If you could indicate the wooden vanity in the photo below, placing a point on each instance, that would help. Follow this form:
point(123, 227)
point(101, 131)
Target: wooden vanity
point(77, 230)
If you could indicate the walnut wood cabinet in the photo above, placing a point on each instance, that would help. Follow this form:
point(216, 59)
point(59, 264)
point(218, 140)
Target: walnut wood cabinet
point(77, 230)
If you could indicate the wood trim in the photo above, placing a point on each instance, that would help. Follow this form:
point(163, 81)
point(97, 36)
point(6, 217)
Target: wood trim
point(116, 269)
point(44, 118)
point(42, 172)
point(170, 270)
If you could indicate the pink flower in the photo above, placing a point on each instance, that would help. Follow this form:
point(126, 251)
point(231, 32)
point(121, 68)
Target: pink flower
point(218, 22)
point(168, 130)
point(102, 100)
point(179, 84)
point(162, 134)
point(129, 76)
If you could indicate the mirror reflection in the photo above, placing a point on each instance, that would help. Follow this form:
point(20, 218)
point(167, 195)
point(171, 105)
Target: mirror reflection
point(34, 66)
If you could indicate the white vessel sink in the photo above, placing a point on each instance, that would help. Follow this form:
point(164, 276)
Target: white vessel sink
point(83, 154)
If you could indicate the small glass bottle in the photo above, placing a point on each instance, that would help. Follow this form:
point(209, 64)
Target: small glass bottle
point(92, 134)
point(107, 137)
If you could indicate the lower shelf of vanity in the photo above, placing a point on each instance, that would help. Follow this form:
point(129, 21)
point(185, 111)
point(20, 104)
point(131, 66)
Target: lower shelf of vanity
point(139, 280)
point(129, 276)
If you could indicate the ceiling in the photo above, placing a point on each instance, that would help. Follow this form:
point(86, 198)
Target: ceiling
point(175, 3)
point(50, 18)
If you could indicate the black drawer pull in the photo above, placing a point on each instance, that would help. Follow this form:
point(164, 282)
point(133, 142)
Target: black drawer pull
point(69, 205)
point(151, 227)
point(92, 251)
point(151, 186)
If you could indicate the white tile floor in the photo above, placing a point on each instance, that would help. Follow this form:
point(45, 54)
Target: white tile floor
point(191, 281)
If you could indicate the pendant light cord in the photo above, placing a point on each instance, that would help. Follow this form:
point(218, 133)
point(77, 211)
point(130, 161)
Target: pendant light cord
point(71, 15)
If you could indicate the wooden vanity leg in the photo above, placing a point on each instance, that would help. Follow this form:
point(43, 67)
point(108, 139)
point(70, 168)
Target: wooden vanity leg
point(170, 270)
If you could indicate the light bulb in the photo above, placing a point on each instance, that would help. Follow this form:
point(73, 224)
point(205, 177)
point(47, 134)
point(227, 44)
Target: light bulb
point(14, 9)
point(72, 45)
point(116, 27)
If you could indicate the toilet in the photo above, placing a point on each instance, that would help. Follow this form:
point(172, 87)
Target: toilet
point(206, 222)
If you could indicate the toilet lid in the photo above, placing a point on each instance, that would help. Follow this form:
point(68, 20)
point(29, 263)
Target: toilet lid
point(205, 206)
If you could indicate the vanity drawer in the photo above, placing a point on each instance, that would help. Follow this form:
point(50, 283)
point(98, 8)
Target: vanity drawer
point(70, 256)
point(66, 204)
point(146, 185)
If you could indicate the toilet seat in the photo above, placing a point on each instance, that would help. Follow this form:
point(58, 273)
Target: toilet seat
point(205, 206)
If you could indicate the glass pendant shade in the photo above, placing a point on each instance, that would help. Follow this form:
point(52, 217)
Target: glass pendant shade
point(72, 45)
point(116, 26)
*****
TASK OBJECTIVE
Copy the lines above exactly as they appear.

WRITTEN SOLUTION
If you could indicate the wooden vanity in the photo below, placing a point on each instance, that would help. Follow this form:
point(123, 227)
point(101, 131)
Target: wooden vanity
point(77, 230)
If you could indicate the walnut wood cabinet in the photo above, placing a point on each instance, that would help. Follow this form:
point(216, 59)
point(59, 264)
point(218, 140)
Target: walnut wood cabinet
point(77, 230)
If you could indicate the wood trim in the photo above, placing a point on each instance, that would help. Follow this form:
point(163, 81)
point(97, 36)
point(6, 217)
Target: wood trim
point(116, 269)
point(44, 118)
point(42, 172)
point(170, 270)
If you could indicate the pink flower in the photo above, placing a point on each instance, that would help. Follow this form:
point(126, 251)
point(231, 32)
point(121, 68)
Target: pink flower
point(218, 22)
point(168, 130)
point(102, 100)
point(179, 84)
point(162, 134)
point(129, 76)
If you could indicate the mirror reflection in the photo above, placing a point on each instance, that would help. Follow this form:
point(20, 218)
point(167, 195)
point(171, 105)
Target: mirror reflection
point(34, 66)
If you could indicate the white vessel sink in the photo above, placing a point on each instance, that would help. Follow this form:
point(164, 276)
Target: white vessel sink
point(83, 154)
If you could indicate the small glass bottle in the photo above, placing a point on each instance, that would help. Follow this form:
point(209, 64)
Target: small glass bottle
point(92, 134)
point(107, 137)
If you could indicate the lower shelf of vanity in the photo above, placing a point on each instance, that would help. Follow this form:
point(129, 21)
point(185, 111)
point(20, 104)
point(131, 66)
Target: lower shelf of vanity
point(139, 280)
point(129, 276)
If you could indicate the ceiling in the photo above, placing a point on each instance, that would help. Follow this form:
point(86, 198)
Target: ceiling
point(175, 3)
point(50, 18)
If you could indicate the black drawer pull in the photo above, placing a point on each instance, that would help. Follow this form:
point(164, 282)
point(133, 142)
Target: black drawer pull
point(69, 205)
point(151, 227)
point(92, 251)
point(151, 186)
If you could indicate the white tile floor in the photo above, placing a point on each instance, that would help. Follow this form:
point(45, 54)
Target: white tile floor
point(191, 281)
If you could indicate the pendant light cord in the photo above, placing a point on each instance, that would help. Follow this form:
point(218, 133)
point(77, 211)
point(130, 161)
Target: pendant light cord
point(71, 15)
If you could indicate the wooden vanity leg in the photo above, placing a point on each instance, that would help. Follow this form:
point(43, 67)
point(108, 139)
point(70, 168)
Target: wooden vanity leg
point(170, 270)
If you could indicate the light bulb in the photo above, placing a point on each instance, that would help. Follow this form:
point(73, 224)
point(205, 177)
point(47, 134)
point(227, 44)
Target: light bulb
point(14, 9)
point(72, 45)
point(116, 27)
If you could indicate the toilet in the photo above, placing a point on each instance, that would help. Follow this form:
point(172, 87)
Target: toilet
point(206, 222)
If you could indicate the toilet lid in the photo above, placing a point on each instance, that would help. Follow this form:
point(68, 20)
point(29, 263)
Target: toilet lid
point(205, 206)
If you could indicate the vanity drawer in the photo above, placing a point on each instance, that would help. Follow this form:
point(50, 283)
point(98, 8)
Target: vanity drawer
point(70, 256)
point(66, 204)
point(146, 185)
If you could indicate the toilet seat in the photo above, placing a point on each instance, that would help. Follow this form:
point(58, 273)
Target: toilet seat
point(205, 206)
If you could indicate the glass pendant shade in the photo above, placing a point on each instance, that would help. Follow this form:
point(52, 217)
Target: glass pendant shade
point(72, 45)
point(116, 26)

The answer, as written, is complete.